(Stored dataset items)

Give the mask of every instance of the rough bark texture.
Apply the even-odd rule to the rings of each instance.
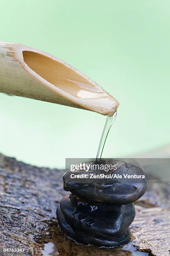
[[[0,255],[19,255],[5,253],[3,248],[24,248],[20,254],[25,255],[149,255],[137,249],[157,256],[169,255],[170,184],[149,185],[136,204],[133,241],[106,249],[76,244],[59,232],[56,210],[66,194],[63,174],[62,170],[38,168],[0,154]]]

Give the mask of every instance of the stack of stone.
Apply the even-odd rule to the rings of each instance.
[[[64,189],[71,194],[61,200],[57,217],[61,230],[75,241],[111,247],[130,239],[128,227],[135,215],[133,203],[146,191],[147,178],[139,166],[112,159],[105,164],[110,163],[116,163],[118,168],[107,174],[90,170],[88,178],[81,180],[71,178],[70,170],[64,175]],[[82,173],[80,170],[75,172]],[[90,179],[92,174],[104,173],[108,178]],[[119,177],[110,177],[113,174]],[[128,178],[126,174],[140,178]]]

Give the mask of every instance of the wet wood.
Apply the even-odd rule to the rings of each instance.
[[[76,244],[59,232],[56,210],[66,194],[63,172],[0,154],[0,255],[12,255],[3,254],[3,248],[23,248],[25,255],[152,255],[148,252],[158,256],[169,255],[170,184],[149,185],[136,205],[131,226],[132,242],[106,249]]]

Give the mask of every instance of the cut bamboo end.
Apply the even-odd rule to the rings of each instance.
[[[70,65],[20,44],[0,42],[0,92],[112,116],[118,102]]]

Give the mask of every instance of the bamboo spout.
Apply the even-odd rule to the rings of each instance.
[[[118,102],[64,61],[20,44],[0,42],[0,92],[112,115]]]

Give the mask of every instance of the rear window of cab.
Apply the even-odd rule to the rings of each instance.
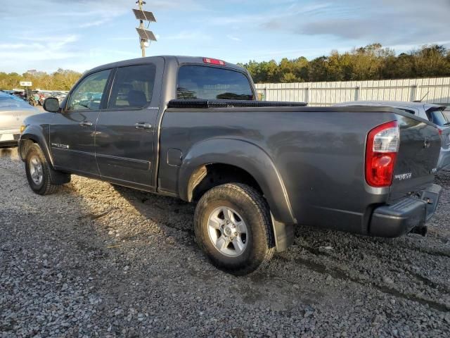
[[[186,65],[180,67],[176,98],[181,99],[252,100],[253,92],[243,73],[226,68]]]

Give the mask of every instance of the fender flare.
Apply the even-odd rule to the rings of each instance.
[[[198,168],[211,163],[234,165],[256,180],[274,218],[286,224],[297,223],[283,181],[270,156],[261,147],[245,140],[214,138],[194,144],[179,172],[179,194],[192,200],[191,177]]]
[[[44,156],[49,163],[49,169],[50,173],[50,177],[51,182],[55,184],[63,184],[70,182],[70,175],[65,173],[61,173],[55,170],[53,166],[53,160],[49,148],[49,144],[46,142],[44,132],[41,127],[30,125],[25,128],[23,133],[20,136],[18,144],[19,156],[22,161],[25,161],[25,156],[26,154],[22,154],[22,142],[25,140],[31,140],[33,143],[36,143],[39,145],[39,148],[44,153]]]
[[[20,151],[22,149],[20,144],[22,141],[25,139],[32,140],[34,143],[37,143],[39,145],[41,149],[42,150],[42,152],[44,153],[44,156],[47,160],[47,162],[51,165],[53,168],[53,159],[50,151],[49,142],[46,142],[44,134],[44,130],[41,127],[38,127],[36,125],[28,125],[22,133],[20,139],[19,139],[19,155],[20,156],[20,158],[22,158],[22,160],[25,158],[25,156],[26,155],[25,154],[20,153]]]

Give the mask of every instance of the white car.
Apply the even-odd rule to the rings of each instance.
[[[23,120],[39,113],[22,99],[0,91],[0,148],[17,146]]]
[[[441,154],[437,168],[450,170],[450,116],[444,111],[446,106],[423,102],[397,101],[352,101],[337,104],[335,106],[382,106],[397,108],[410,114],[428,120],[436,125],[441,134]]]

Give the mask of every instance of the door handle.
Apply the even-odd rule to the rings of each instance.
[[[91,127],[92,125],[92,123],[89,121],[83,121],[79,123],[79,125],[82,127]]]
[[[138,122],[137,123],[134,123],[134,127],[136,129],[150,129],[152,125],[146,122]]]

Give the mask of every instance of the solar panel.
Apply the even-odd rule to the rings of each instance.
[[[146,21],[153,21],[154,23],[156,22],[155,15],[153,15],[152,12],[141,11],[139,9],[133,9],[133,12],[134,13],[134,16],[136,16],[136,18],[138,20],[145,20]]]
[[[144,40],[156,41],[156,38],[155,37],[153,32],[147,30],[143,30],[142,28],[136,28],[136,30],[138,31],[138,34],[141,39],[143,39]]]

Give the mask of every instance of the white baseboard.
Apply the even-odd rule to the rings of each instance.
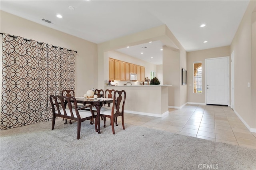
[[[172,108],[172,109],[180,109],[180,107],[178,107],[178,106],[168,106],[168,108]]]
[[[250,130],[251,132],[254,132],[254,133],[256,133],[256,128],[252,128],[248,125],[247,123],[246,123],[246,122],[244,121],[244,120],[242,118],[242,117],[239,115],[238,113],[236,110],[234,110],[234,112],[236,113],[236,115],[239,118],[241,121],[244,123],[244,125],[247,128],[248,130]]]
[[[204,103],[188,102],[187,103],[190,105],[206,105],[206,104]]]
[[[154,117],[163,117],[169,115],[169,111],[167,111],[164,113],[162,113],[161,115],[157,114],[154,114],[154,113],[150,113],[146,112],[136,112],[135,111],[127,111],[124,110],[124,112],[125,113],[129,113],[132,114],[135,114],[136,115],[144,115],[145,116],[154,116]]]
[[[193,103],[193,102],[187,102],[182,105],[181,106],[169,106],[168,107],[169,108],[172,108],[172,109],[182,109],[182,107],[186,106],[186,105],[189,104],[190,105],[206,105],[206,103]]]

## What is being asked
How many lines in the listing above contain the word "every"? Case counts. Reply with the number alone.

## Answer for this exercise
11